▸ EXTRACT
# # # # #
If something doesn't work, you can [report a problem](https://github.com/impresso/impresso-datalab-notebooks/blob/main/reporting-problems.md).

## What is this notebook about?

This notebook demonstrates how to explore historical image collections using Impresso’s text-to-image and image-only embeddings, from keyword search to visual similarity retrieval.

In the **first section**, we begin with Open-CLIP to perform text-to-image search: starting from keyphrases, we retrieve relevant images, then embed those same keywords to compare them directly with image embeddings, and finally refine the queries to explore more nuanced results. 

In the **second section**, we work with DinoV2 image-only embeddings to identify visual similarities within the collection. Given a single reference image, we search for visually related items and interpret what features the model captures.
# # # # #
▸ EXERCISE REQUIREMENTS
Carry on the Impresso notebook overview, starting right after its final sentence. The listing has no connection to the Impresso notebook overview.

▸ PROVIDED RECORDS
# # # # #
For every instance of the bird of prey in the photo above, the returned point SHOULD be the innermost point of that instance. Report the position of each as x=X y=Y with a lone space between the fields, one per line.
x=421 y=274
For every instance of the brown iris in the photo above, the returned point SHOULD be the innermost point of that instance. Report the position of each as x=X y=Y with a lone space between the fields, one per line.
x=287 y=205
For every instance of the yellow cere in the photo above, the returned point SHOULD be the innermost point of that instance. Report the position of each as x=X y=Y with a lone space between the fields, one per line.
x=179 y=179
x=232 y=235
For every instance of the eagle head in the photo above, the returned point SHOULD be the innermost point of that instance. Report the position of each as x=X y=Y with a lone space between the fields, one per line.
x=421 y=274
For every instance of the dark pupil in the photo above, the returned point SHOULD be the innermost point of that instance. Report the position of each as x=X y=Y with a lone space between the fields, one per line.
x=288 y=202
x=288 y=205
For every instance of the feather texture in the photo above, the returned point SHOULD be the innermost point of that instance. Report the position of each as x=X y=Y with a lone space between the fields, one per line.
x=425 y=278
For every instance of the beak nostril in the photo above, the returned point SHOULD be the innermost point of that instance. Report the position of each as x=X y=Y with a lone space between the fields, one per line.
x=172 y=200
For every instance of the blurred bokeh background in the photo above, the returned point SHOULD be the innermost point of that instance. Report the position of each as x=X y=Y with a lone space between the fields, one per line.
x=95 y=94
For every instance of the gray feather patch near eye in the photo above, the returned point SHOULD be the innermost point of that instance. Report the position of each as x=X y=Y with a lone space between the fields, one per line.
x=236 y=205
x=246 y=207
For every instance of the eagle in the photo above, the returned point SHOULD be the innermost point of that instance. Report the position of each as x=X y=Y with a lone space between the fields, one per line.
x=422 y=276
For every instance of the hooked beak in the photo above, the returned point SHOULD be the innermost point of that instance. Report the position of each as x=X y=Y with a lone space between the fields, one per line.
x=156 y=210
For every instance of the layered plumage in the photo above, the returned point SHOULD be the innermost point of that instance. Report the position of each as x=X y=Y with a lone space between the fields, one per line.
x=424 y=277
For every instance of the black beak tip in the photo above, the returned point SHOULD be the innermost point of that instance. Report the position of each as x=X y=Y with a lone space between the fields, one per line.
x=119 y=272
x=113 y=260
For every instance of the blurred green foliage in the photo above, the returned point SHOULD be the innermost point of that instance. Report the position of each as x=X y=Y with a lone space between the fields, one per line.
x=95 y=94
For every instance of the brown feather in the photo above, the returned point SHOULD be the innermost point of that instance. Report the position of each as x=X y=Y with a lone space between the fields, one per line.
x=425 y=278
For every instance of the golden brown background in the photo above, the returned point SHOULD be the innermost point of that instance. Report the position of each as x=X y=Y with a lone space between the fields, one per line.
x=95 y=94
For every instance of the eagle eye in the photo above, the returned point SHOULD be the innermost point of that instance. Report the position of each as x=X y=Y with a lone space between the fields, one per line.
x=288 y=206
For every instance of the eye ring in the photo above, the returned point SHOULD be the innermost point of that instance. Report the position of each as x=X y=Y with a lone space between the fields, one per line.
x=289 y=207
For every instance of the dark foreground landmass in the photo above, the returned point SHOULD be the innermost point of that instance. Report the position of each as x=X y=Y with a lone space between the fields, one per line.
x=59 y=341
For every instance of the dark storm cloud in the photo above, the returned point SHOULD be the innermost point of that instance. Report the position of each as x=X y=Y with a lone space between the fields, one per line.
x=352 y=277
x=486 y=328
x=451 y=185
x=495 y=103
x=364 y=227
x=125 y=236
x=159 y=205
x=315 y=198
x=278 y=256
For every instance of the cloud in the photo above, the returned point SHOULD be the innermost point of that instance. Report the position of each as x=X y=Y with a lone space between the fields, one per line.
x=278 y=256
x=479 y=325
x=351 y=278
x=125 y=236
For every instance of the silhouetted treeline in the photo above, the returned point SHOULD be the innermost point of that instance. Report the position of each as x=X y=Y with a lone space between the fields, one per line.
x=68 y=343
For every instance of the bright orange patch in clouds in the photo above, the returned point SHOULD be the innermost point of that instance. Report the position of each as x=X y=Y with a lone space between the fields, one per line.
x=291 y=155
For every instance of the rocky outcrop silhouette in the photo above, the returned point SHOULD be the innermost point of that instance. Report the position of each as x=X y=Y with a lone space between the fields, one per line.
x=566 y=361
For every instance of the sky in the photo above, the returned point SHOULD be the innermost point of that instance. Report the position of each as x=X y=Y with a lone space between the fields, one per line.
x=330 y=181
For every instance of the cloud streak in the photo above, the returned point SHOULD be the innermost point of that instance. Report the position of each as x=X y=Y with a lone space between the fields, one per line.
# # # # #
▸ TASK RESPONSE
We will explore **how radio is represented both in images, and in the programs**. This will allow us to explore the image and textual elements using both types of embeddings.

## What you will learn?

- Perform keyword-based image retrieval using image captions and Open-CLIP, and convert a text query into an embedding for text-to-image similarity search;
- Use DINOv2 to search for visual similarities directly from a reference image;
- Compare how multimodal embeddings and visual-only embeddings support different research strategies.

## Useful resources

- [Impresso Python Library](https://impresso.github.io/impresso-py/)
- [Impresso Huggind Face](https://ipyleaflet.readthedocs.io/en/latest/index.html)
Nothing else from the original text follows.